- Given problem
Give back exactly the lines from the one containing "the red tile" through the end of the records, including both, and no others.

- Records shown
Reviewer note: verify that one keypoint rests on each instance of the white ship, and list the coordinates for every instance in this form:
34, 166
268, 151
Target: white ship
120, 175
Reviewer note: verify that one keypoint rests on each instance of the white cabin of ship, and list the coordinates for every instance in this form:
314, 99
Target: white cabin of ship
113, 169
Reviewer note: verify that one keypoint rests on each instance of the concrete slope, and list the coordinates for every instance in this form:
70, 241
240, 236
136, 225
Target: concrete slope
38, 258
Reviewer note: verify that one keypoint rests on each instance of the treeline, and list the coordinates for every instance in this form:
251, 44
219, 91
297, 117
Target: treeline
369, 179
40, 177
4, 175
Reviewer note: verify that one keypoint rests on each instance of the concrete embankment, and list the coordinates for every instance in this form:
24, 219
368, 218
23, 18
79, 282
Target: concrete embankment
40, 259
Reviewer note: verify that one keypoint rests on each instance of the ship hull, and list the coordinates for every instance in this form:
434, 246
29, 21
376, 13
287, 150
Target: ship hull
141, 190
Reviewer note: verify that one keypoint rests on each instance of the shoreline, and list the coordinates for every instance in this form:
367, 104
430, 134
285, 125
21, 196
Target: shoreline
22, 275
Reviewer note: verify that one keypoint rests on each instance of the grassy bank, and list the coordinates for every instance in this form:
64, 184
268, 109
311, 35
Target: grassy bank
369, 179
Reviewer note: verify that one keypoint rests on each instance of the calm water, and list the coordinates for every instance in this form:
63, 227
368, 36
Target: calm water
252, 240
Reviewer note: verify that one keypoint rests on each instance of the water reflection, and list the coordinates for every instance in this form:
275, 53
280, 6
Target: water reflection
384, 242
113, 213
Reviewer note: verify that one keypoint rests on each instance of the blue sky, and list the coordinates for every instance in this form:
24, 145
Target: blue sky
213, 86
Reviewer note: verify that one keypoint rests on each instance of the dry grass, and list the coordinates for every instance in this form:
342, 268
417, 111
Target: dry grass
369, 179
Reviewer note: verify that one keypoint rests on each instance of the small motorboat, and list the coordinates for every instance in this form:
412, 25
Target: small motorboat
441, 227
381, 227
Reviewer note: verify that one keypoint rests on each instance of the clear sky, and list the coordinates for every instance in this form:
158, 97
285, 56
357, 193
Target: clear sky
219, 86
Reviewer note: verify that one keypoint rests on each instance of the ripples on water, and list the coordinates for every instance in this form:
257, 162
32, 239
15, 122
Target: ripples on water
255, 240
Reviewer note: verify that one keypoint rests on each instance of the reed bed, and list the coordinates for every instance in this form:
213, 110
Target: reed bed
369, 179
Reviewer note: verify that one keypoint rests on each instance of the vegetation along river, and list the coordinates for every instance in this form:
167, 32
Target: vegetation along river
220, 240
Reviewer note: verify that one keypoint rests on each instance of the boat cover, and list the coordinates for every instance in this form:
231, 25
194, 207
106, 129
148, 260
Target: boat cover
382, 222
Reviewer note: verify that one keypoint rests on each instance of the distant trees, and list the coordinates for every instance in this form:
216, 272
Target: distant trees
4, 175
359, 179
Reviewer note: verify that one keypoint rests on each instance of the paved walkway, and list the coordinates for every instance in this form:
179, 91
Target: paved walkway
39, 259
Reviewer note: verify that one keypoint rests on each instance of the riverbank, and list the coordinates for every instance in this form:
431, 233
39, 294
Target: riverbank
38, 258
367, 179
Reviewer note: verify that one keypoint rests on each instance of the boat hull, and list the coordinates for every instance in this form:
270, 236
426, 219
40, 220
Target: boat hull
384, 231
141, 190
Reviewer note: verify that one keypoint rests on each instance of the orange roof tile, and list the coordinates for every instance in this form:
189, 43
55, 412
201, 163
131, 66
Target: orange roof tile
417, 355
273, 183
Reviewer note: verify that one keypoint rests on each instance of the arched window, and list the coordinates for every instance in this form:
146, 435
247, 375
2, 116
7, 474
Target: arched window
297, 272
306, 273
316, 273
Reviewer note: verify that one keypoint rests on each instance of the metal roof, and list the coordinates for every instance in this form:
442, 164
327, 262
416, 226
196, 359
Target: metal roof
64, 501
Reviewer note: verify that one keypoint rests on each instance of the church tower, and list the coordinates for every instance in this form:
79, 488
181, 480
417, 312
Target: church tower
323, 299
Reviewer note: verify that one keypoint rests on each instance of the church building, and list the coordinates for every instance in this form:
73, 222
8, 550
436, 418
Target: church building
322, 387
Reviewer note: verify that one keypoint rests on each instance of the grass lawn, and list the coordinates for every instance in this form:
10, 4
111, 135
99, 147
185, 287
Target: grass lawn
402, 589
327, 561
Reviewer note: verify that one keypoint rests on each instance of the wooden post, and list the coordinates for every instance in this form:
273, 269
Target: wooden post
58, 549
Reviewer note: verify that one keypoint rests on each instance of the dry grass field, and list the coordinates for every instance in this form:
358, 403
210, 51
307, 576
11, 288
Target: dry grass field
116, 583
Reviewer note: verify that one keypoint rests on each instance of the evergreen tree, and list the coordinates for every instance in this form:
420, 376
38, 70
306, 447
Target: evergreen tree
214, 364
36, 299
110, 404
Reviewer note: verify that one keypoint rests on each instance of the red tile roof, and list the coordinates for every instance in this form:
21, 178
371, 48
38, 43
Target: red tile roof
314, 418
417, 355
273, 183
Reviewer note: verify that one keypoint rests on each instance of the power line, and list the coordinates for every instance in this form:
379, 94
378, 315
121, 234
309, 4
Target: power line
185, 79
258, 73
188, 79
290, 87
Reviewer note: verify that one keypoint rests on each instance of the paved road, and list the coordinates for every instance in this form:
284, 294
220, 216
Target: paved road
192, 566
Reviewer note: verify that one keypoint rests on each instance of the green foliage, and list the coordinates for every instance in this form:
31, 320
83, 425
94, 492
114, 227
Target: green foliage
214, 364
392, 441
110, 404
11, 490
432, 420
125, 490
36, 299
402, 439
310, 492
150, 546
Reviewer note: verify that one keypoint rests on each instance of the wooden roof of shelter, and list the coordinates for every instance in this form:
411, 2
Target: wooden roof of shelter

- Answer to this exercise
Reviewer note: verify that one keypoint rests on each instance of the red tile roof, and list the coordinates for every instance in this form:
21, 178
371, 48
38, 43
Target: red tile roof
314, 418
417, 355
273, 183
Reviewer note: verify that one keypoint rests on each instance of the power line, and list the coordinates for every instance in this form:
379, 94
378, 315
121, 234
309, 4
Target: power line
185, 79
258, 73
188, 79
290, 87
Reviewer note: verify that one keypoint rests on each instance of the paved road, and list the coordinates for every instance in this form:
284, 294
220, 216
Target: paved road
192, 566
Reviewer note: verify that one keypoint rests on each instance of the green foliage, and list the coordinates for every instance in this form:
31, 320
83, 425
94, 492
114, 227
Target: green foliage
214, 364
392, 441
110, 404
11, 490
432, 420
125, 490
36, 299
402, 439
310, 492
150, 546
Reviewer note: verify that one keypoint rests on each instance of the wooden roof of shelter, and list the coordinates for every instance in this form:
411, 2
Target: wooden roof of shelter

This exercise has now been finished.